Parts of the exercise:
1. According to the article on U.S. government enforcement against crypto holders, which two cryptocurrency exchanges recently received "John Doe" summonses from the IRS?
2. Copy word for word the part of the article on U.S. government enforcement against crypto holders from "In other words, the" up to and including "and money laundering.".

Text:
>> begin

Thinking Beyond The Government Playbook - how crypto holders can proactively plan for and respond to aggressive U.S. Government enforcement tactics. By Benjamin J.A. Sauter; Evelyn B. Sheehan; and Amanda Tuminelli; Kobre & Kim LLP
U.S. prosecutors are becoming increasingly aggressive in their attempts to police digital asset markets — and more creative in their ability to follow through. Recent events highlight the ability of prosecutors not only to collect actionable intelligence about digital assets, but also to use that information to achieve law enforcement objectives across international borders.
More still, prosecutors have developed a playbook of aggressive tactics that they routinely deploy to flip the evidentiary burdens of proof against individuals with substantial digital-asset wealth, as well as to restrain their liberty and assets before a trial ever takes place.
By recognizing these tactics and acting proactively, individuals with substantial digital-asset wealth can reduce the real and present danger of this existential crisis in which they are forced to either effectively prove their own innocence or else forfeit their assets while awaiting trial in a jail cell.
The U.S. Government Is Poised To Unleash A Wave Of Aggressive Prosecutions In The Digital Asset Space
In a move that portends a new wave of enforcement activity, the U.S. tax authority (the IRS) recently served two “John Doe” summonses on major cryptocurrency exchanges Kraken and Poloniex, building on the highly successful and lucrative use of that tactic against Coinbase in 2016. These subpoenas, which are specifically intended to identify users who “may have failed to comply with internal revenue laws,” will provide prosecutors and tax collectors with the identities and account information of all U.S. individuals who transacted in at least the equivalent of US $20,000 on those exchanges in any year from 2016 to 2020.
In other words, the U.S. government is poised to receive a trove of new information about U.S. digital asset holders and their wallet addresses, which it will then use to probe compliance with tax laws and forensically connect those individuals to other activities of interest to law enforcement.
These actions are in line with the Biden administration’s increased scrutiny of cryptocurrencies, including recent proposed rules that would require individuals to report any cryptocurrency transactions with a fair market value of US $10,000 or more to the IRS. And an increase in attention from the IRS will likely result in an increase in criminal prosecutions by the DOJ for allegations of tax fraud, tax evasion and money laundering.

>> end

Supplied entries:
>> begin

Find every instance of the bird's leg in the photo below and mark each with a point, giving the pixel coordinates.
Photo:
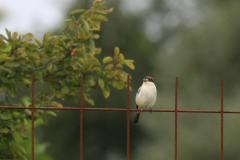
(151, 109)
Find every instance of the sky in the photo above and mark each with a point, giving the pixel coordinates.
(41, 16)
(36, 17)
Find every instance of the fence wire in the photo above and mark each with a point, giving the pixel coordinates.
(127, 110)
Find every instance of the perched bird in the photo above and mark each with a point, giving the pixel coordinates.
(146, 96)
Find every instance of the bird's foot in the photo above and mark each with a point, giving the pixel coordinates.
(151, 109)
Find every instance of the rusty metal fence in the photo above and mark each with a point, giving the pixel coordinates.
(127, 110)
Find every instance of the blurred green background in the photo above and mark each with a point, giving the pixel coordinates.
(196, 40)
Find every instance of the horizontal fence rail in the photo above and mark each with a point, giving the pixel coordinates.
(127, 110)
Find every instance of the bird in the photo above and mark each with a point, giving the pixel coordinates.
(146, 96)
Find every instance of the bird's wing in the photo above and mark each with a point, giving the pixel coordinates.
(138, 90)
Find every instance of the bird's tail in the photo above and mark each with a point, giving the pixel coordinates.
(136, 117)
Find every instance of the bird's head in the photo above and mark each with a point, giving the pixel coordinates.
(148, 79)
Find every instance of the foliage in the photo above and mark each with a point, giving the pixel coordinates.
(60, 61)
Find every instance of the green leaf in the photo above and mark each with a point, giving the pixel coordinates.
(92, 46)
(23, 53)
(27, 37)
(101, 82)
(106, 91)
(65, 89)
(98, 50)
(88, 99)
(77, 11)
(98, 3)
(71, 25)
(68, 20)
(11, 64)
(14, 35)
(64, 29)
(109, 66)
(51, 113)
(26, 101)
(107, 59)
(8, 33)
(26, 82)
(117, 85)
(86, 26)
(4, 130)
(6, 69)
(38, 42)
(8, 49)
(4, 58)
(23, 135)
(98, 17)
(129, 63)
(19, 148)
(81, 60)
(116, 52)
(94, 60)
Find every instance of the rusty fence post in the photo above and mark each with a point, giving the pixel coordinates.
(32, 116)
(81, 119)
(222, 119)
(128, 119)
(176, 111)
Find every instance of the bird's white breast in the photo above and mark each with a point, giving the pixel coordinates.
(146, 98)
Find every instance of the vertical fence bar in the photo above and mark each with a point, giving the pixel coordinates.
(222, 119)
(81, 119)
(128, 120)
(32, 116)
(176, 111)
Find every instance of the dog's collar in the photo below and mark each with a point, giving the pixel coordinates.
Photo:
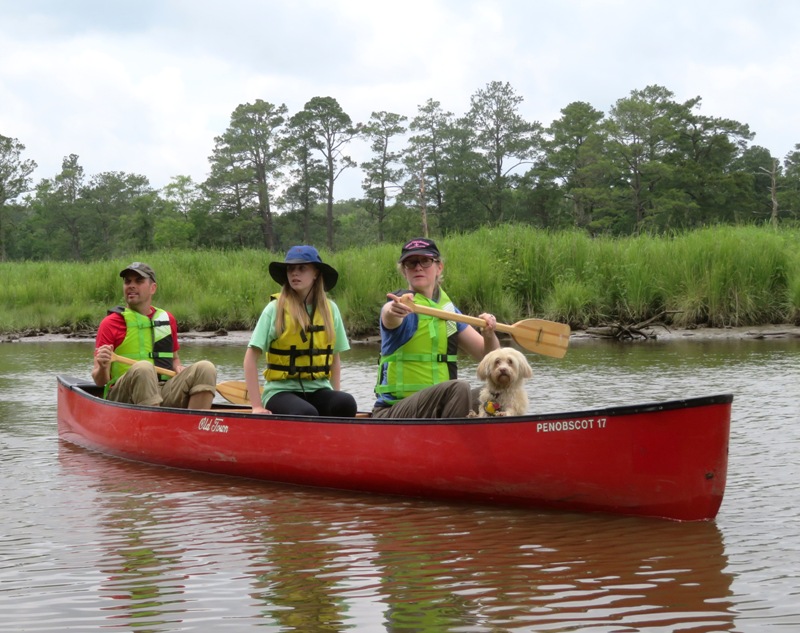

>> end

Answers to the exercise:
1. Kraken and Poloniex

2.
In other words, the U.S. government is poised to receive a trove of new information about U.S. digital asset holders and their wallet addresses, which it will then use to probe compliance with tax laws and forensically connect those individuals to other activities of interest to law enforcement.
These actions are in line with the Biden administration’s increased scrutiny of cryptocurrencies, including recent proposed rules that would require individuals to report any cryptocurrency transactions with a fair market value of US $10,000 or more to the IRS. And an increase in attention from the IRS will likely result in an increase in criminal prosecutions by the DOJ for allegations of tax fraud, tax evasion and money laundering.